Tarefa escrita 1.
Selecione nas entradas abaixo cada linha que contém a palavra "gray" e copie essas linhas.

A leitura do novo romance de Whisner Fraga, Abismo poente, traz uma profunda e cansativa saudade de velhas vanguardas. De início é necessário lembrar indiscutíveis características das vanguardas, sobretudo as literárias. Elas nascem como um espírito renovador, revolucionário, quebrando regras e cânones, mas daí vem tempo e as torna também canônicas ou simplesmente, por absoluta inutilidade, as esquece numa prateleira qualquer.
No caso específico do texto de Whisner a recorrência recai sobre duas velhíssimas inquietações, o dadaísmo e o hermetismo, que o tempo mais jogou na prateleira que os transformou em cânone. E isso se deve a pequenos males de origem que impregnam tais estilos e expressões.
O dadaísmo nasceu ali pelo ano de 1916 numa Europa conflagrada, ferida pelas dores da Primeira Grande Guerra. Seus cultores elegeram o riso como ponto de apoio para olhar a situação absurda vivida então pelo mundo. Sua estética, mais ousada ainda, pregava a quebra das regras gramaticais com uma forma de se voltar à linguagem mais pura da infância. Mas veio o tempo e envelheceu a piada exigindo uma leitura mais realista para a época.

Tarefa escrita 2.
Por favor, escreva o que vem a seguir no texto acima sobre o romance Abismo poente, partindo da última frase apresentada.

Dados para processamento.
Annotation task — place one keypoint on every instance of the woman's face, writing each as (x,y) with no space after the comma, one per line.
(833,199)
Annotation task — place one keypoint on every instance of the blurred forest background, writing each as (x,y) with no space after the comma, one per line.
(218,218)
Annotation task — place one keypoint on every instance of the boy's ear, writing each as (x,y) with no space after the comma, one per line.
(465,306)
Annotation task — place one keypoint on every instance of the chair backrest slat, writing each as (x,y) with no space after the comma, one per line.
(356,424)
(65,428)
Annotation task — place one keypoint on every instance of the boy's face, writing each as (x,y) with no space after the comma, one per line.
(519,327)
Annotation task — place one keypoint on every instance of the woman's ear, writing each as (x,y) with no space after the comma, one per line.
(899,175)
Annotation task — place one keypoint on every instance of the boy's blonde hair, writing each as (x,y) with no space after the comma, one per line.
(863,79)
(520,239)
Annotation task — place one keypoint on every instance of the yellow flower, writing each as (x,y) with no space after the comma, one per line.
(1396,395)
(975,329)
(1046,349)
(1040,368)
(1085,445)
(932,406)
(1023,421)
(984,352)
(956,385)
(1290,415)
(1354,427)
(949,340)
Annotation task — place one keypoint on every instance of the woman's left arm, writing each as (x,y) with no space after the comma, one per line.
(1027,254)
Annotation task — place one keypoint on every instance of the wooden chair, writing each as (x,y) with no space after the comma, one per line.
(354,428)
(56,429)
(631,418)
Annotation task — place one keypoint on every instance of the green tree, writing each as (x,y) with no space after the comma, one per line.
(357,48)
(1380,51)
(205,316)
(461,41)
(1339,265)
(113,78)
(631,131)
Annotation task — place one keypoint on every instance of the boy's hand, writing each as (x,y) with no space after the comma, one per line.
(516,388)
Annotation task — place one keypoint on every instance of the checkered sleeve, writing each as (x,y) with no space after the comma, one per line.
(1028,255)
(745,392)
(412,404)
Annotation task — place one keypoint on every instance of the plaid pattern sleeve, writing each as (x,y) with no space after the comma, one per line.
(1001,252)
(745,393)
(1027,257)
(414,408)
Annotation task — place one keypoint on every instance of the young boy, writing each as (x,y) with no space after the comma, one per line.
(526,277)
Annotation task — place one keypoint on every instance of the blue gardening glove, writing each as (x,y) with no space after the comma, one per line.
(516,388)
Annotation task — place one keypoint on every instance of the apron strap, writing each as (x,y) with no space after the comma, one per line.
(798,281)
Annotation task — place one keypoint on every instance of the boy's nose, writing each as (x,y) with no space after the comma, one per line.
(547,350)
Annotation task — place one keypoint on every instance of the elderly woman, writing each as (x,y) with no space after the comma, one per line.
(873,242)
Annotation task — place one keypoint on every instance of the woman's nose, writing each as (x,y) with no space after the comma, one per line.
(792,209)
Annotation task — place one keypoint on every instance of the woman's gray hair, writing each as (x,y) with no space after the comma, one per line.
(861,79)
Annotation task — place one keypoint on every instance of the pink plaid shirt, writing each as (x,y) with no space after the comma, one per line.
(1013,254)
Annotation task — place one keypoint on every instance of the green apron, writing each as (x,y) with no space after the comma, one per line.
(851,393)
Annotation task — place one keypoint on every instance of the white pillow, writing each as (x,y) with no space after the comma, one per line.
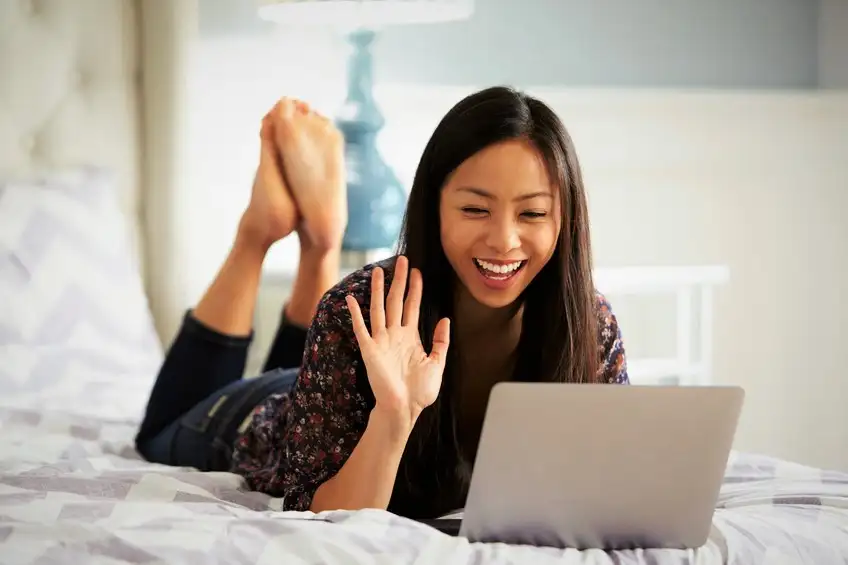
(76,332)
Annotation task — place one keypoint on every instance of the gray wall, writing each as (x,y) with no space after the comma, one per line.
(635,43)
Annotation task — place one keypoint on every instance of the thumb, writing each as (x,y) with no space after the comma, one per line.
(441,341)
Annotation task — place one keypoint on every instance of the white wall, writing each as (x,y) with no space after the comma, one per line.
(754,180)
(833,44)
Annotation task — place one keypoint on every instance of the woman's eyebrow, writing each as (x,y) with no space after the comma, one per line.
(488,195)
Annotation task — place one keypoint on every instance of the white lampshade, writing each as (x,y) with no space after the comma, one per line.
(363,13)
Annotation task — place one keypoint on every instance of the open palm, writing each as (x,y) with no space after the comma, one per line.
(405,379)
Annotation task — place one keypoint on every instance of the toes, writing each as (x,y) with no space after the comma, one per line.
(302,107)
(286,108)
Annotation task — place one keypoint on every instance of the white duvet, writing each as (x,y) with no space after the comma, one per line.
(72,492)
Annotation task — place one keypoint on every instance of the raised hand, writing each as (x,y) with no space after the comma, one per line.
(405,379)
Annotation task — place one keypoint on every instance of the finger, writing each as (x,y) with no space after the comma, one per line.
(378,312)
(394,302)
(441,341)
(413,299)
(359,328)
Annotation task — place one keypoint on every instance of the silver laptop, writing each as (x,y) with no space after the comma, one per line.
(600,466)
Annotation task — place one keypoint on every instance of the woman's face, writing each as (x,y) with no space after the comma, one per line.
(500,221)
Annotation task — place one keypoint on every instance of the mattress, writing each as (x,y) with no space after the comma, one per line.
(73,490)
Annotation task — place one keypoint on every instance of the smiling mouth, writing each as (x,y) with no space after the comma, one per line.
(499,271)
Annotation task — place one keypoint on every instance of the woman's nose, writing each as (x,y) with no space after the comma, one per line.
(503,236)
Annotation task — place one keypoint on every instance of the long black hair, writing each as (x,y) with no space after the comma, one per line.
(559,340)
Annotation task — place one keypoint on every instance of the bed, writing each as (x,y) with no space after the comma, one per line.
(90,168)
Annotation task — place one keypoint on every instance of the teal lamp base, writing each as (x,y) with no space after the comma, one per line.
(376,198)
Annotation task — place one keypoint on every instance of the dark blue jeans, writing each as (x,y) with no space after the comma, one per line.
(199,403)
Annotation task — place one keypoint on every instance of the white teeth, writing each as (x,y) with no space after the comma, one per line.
(499,269)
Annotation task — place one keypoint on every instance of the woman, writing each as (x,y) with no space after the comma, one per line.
(387,408)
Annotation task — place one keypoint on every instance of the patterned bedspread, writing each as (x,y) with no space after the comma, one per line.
(72,491)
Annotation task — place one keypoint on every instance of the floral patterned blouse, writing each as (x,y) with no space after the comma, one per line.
(295,442)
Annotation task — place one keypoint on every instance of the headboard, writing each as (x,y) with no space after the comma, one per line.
(101,82)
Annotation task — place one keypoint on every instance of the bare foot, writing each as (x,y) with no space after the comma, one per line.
(272,213)
(312,152)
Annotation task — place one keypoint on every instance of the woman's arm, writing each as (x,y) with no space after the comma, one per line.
(326,446)
(367,479)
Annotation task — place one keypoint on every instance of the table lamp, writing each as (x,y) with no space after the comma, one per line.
(376,199)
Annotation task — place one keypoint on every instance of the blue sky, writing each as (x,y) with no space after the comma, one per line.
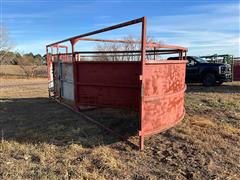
(204,26)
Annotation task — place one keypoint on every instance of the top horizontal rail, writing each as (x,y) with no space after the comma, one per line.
(135,21)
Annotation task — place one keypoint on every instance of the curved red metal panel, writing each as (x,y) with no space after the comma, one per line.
(163,95)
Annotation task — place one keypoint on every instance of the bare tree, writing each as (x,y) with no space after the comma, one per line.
(5,46)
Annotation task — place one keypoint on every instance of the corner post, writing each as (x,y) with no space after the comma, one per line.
(74,64)
(143,59)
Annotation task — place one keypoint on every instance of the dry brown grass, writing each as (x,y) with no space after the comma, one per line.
(16,70)
(43,140)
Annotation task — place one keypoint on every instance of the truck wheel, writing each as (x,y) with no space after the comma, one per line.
(219,83)
(209,79)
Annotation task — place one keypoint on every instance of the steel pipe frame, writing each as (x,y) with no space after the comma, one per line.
(144,44)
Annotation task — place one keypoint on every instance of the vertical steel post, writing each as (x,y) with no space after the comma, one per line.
(154,57)
(48,70)
(74,64)
(143,59)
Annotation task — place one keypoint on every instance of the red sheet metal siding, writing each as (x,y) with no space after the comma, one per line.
(163,97)
(236,70)
(114,84)
(56,80)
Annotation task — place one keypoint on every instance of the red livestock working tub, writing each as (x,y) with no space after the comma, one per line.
(134,79)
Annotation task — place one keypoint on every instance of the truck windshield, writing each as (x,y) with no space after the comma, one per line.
(198,59)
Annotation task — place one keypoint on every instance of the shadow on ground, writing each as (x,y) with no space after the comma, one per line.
(225,88)
(42,120)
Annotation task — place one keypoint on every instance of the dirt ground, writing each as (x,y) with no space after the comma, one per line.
(43,140)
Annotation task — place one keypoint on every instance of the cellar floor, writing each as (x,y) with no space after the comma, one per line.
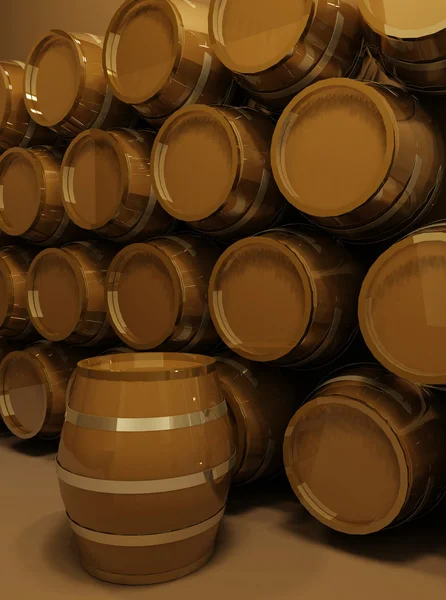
(268,548)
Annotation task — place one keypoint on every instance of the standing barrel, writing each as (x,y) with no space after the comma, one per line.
(211,168)
(107,185)
(31,203)
(401,306)
(15,322)
(261,401)
(278,48)
(33,383)
(157,294)
(157,57)
(382,156)
(170,507)
(287,296)
(17,128)
(367,451)
(66,293)
(65,86)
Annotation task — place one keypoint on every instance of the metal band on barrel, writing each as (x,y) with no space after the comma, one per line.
(145,424)
(154,486)
(156,539)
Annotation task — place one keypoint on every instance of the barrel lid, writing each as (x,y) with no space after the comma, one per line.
(401,307)
(54,78)
(346,464)
(57,293)
(142,47)
(146,366)
(408,20)
(250,36)
(261,299)
(94,179)
(195,160)
(21,187)
(24,394)
(143,296)
(333,147)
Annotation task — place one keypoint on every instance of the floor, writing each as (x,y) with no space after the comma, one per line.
(268,548)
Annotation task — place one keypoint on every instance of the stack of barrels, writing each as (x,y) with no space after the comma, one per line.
(230,217)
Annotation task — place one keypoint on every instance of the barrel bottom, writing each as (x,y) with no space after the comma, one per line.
(147,579)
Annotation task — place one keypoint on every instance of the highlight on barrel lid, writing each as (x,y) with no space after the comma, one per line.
(157,57)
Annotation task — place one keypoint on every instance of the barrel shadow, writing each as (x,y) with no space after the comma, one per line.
(407,543)
(35,447)
(275,493)
(50,540)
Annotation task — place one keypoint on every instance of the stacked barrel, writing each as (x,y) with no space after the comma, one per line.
(223,257)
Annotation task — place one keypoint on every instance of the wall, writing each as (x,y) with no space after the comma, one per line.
(24,21)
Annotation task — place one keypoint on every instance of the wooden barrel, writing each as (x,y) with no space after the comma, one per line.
(371,70)
(15,322)
(383,159)
(185,70)
(405,31)
(33,383)
(288,296)
(276,50)
(109,431)
(17,128)
(32,206)
(401,306)
(157,294)
(261,401)
(66,293)
(107,185)
(211,168)
(367,451)
(65,86)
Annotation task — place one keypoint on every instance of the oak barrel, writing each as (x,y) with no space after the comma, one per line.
(185,70)
(107,185)
(212,168)
(15,322)
(401,306)
(66,293)
(261,401)
(286,296)
(366,451)
(32,206)
(146,437)
(17,128)
(33,383)
(383,159)
(65,86)
(157,294)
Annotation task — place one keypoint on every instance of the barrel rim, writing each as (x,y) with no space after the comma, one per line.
(9,416)
(67,168)
(430,233)
(5,81)
(159,148)
(215,23)
(33,159)
(31,101)
(117,23)
(82,299)
(93,367)
(310,295)
(117,266)
(411,36)
(286,121)
(310,504)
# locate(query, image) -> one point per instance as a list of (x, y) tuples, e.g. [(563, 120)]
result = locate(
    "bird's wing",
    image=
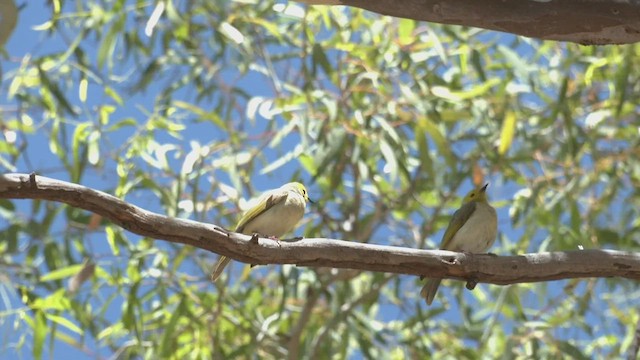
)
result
[(459, 218), (272, 198)]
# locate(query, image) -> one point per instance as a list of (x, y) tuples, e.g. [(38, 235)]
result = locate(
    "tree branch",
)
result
[(588, 22), (328, 252)]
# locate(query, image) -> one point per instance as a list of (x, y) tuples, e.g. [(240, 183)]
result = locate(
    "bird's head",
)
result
[(478, 194), (298, 188)]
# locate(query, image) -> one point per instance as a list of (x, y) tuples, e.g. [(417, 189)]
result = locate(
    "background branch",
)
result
[(588, 22), (328, 252)]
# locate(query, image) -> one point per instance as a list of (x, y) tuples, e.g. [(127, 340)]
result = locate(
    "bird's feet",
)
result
[(277, 240), (255, 237), (223, 230), (471, 284)]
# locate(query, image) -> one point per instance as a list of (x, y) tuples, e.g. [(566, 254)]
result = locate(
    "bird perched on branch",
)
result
[(472, 229), (276, 213)]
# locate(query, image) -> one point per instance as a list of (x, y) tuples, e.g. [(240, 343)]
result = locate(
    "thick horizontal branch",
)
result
[(328, 252), (588, 22)]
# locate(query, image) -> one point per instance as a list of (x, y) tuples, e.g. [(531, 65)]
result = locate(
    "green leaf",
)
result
[(61, 273), (507, 133), (65, 322)]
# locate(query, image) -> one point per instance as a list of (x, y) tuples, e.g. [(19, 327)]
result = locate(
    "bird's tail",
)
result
[(217, 270), (430, 289)]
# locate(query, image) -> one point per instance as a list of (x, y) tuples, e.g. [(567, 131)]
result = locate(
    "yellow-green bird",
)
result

Resultado do exercício 1.
Annotation task — place one keypoint on every instance of the woman's gray hair, writing each as (x,y) with no space after the comma, one per line.
Annotation task — place one keypoint on every instance of the gray wall, writing each as (x,y) with no space after the comma, one per line.

Resultado do exercício 2.
O hermetismo é filho de sucessivas releituras de conceitos químicos, mágicos, míticos e filosóficos envolvendo alquimistas, magos, deuses pagãos, coisas inalcançáveis pelo simples leitor, como eu. Literariamente falando, o termo acabou por explicar, ou pelo menos tentar, os textos que, exatamente por buscarem incontáveis fontes culturais, tornam-se quase ininteligíveis. E novamente o velho tempo danou-se a apontar os pressupostos básicos da comunicação, o diálogo entre emissor e receptor, exigindo clareza e objetividade para textos, interpretações, conceitos.
Não que estas formas de expressão tenham somente gerado obras cansativas e incompreensíveis. Filho do dadaísmo é a oralidade que marcou a prosa de Antônio Fraga. O autor, já em 1945, quebra as regras gramaticais para dar maior autenticidade ao linguajar da malandragem carioca de então. O hermetismo, por sua vez, pariu aqui, em 1952, pelas mãos de Jorge de Lima, o belíssimo e comovente Invenção de Orfeu.
Inútil e cansativa
E o que Whisner Fraga tem com toda esta barafunda? Pouco, quase nada, mas também algo substancial para entender, ou pelo menos tentar, os meandros de seu novo romance. Abismo poente renuncia às maiúsculas numa brincadeira sem qualquer sentido, ou talvez, como fizeram os concretistas, para dar uma nova visão pictórica ao texto. Mas como a literatura se apega muito ao que foi dito e à maneira como foi dito, a ação tornar-se vazia, inútil, cansativa.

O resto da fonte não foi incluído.